** STATED EXERCISE **
Which lines below contain the word "branch"? Locate each one and copy it in full.

** MATERIAL FOR THIS EXERCISE **
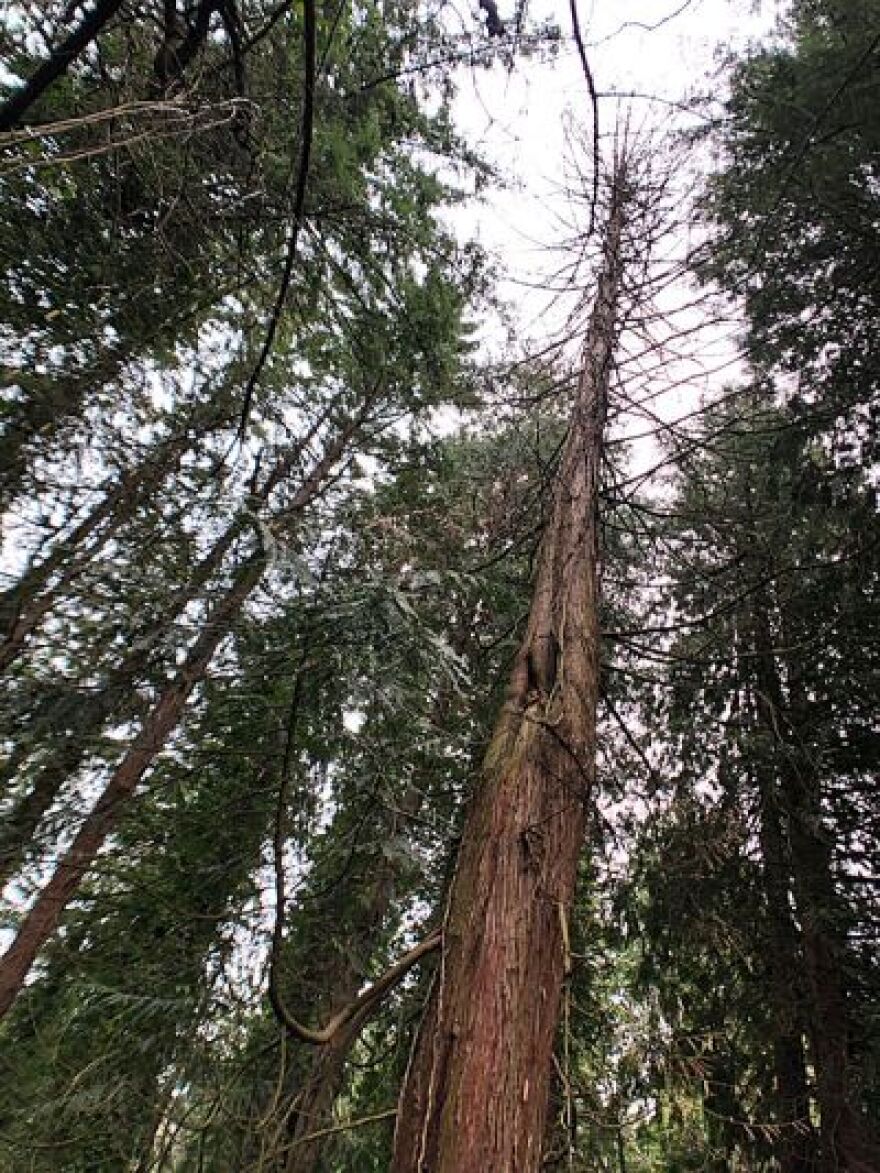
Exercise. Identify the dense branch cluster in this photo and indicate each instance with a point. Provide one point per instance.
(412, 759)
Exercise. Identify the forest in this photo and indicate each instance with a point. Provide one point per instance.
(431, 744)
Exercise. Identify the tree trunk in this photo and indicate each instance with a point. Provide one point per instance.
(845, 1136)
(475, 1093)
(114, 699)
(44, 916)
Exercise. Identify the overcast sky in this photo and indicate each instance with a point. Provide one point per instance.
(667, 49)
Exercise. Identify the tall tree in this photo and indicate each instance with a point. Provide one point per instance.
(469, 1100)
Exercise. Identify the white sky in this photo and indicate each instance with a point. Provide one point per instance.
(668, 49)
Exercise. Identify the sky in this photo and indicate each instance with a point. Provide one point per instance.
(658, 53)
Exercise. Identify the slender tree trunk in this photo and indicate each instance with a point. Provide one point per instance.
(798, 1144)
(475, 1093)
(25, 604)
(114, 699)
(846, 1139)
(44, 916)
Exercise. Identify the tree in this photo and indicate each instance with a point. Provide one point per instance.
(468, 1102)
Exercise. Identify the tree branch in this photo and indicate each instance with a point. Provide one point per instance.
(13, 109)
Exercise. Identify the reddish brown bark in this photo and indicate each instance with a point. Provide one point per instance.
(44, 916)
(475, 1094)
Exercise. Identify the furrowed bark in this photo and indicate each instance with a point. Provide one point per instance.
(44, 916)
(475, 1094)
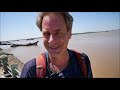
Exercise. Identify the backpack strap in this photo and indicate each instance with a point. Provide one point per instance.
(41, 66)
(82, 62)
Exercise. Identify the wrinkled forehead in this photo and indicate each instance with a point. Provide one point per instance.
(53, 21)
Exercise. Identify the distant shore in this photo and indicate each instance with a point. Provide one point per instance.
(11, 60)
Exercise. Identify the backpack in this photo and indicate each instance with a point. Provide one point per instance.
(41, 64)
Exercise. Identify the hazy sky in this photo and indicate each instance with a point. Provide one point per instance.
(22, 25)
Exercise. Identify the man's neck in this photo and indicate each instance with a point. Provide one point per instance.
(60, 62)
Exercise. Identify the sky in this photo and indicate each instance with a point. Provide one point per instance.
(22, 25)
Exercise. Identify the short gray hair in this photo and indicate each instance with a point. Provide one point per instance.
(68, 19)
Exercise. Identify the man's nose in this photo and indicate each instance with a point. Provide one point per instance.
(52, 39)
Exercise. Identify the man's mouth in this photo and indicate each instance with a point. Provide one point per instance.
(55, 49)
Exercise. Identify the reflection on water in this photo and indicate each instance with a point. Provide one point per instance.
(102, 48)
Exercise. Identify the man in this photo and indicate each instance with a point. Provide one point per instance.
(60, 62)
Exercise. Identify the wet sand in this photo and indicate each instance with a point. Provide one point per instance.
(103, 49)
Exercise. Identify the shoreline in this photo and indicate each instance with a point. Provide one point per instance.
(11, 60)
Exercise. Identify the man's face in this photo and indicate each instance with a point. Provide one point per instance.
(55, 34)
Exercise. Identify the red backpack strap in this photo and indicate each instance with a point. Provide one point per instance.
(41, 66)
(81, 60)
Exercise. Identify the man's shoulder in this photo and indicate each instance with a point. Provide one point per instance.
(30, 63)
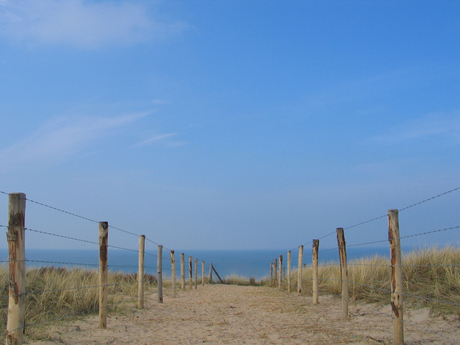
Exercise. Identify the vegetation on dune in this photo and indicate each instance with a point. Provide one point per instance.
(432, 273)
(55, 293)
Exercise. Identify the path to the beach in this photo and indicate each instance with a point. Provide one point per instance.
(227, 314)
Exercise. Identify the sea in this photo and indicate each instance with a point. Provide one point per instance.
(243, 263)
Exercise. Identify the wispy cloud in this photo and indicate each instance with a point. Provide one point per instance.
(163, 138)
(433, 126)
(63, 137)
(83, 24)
* * *
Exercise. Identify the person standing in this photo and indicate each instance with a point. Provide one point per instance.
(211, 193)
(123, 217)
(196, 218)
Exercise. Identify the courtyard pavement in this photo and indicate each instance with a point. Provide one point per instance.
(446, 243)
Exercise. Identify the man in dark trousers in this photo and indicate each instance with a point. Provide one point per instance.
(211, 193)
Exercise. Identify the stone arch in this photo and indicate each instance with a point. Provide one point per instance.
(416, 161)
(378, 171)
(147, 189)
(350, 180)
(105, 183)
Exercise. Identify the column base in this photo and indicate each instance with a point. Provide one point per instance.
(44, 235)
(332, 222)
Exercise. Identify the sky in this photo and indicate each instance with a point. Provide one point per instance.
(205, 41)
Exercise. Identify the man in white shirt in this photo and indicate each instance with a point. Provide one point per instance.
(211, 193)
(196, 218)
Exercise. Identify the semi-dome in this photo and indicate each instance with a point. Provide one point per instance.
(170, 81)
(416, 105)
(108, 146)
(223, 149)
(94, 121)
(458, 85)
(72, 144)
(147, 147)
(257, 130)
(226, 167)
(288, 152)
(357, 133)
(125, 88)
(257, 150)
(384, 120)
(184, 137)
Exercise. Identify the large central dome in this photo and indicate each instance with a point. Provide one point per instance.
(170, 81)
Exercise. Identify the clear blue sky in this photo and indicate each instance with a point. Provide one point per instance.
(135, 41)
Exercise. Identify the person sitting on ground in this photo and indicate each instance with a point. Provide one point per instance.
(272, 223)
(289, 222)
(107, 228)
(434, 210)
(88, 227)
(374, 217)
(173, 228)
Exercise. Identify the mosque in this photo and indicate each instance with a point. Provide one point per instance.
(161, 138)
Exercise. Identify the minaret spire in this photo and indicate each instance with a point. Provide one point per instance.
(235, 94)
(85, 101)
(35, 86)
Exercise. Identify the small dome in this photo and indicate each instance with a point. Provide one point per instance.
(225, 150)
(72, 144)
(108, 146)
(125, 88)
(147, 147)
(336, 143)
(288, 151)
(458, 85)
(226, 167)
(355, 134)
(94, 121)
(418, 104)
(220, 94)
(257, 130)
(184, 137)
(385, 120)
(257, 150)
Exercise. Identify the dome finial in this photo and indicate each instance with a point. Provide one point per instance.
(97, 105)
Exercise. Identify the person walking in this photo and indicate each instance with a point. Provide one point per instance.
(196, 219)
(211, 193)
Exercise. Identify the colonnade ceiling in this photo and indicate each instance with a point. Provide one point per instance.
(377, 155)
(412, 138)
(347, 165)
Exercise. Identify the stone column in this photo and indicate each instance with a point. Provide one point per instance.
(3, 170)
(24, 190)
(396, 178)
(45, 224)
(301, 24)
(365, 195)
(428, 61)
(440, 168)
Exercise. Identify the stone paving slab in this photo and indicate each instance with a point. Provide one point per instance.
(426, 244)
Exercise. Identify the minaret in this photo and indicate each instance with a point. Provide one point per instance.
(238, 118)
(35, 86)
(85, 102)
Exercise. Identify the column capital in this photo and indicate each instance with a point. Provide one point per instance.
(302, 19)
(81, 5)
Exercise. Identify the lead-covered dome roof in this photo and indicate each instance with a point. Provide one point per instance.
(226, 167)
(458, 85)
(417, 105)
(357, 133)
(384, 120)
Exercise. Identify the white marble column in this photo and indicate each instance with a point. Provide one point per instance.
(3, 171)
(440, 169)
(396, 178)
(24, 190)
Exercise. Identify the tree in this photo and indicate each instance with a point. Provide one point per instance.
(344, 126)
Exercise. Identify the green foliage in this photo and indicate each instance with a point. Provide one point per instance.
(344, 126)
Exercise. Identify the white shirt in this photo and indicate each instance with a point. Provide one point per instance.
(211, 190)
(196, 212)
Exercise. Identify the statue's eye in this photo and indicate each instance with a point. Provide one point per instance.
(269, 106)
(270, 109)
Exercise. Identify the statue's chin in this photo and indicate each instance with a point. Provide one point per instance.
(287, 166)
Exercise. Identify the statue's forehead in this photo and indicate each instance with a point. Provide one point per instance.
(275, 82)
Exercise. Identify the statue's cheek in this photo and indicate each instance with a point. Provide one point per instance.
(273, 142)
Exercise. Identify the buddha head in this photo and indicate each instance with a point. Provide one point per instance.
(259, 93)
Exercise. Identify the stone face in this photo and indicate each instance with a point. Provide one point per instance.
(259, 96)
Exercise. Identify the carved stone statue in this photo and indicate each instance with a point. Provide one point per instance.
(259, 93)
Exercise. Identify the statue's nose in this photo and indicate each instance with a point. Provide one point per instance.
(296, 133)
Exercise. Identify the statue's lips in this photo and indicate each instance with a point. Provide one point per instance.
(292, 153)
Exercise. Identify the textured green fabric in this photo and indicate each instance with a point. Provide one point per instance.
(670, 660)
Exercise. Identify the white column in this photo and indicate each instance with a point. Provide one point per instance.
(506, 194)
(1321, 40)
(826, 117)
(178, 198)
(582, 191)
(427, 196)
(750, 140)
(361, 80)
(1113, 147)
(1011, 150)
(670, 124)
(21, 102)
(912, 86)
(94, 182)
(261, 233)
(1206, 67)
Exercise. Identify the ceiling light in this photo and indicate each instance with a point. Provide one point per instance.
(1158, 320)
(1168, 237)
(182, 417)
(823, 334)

** TASK RESULT **
Exercise. Identify the dense branch cluster in this photo and indicate each instance with a point. Provide one point per instance.
Exercise. Identify the tree branch in this photo and indicate each instance with a point. Provide one point per instance.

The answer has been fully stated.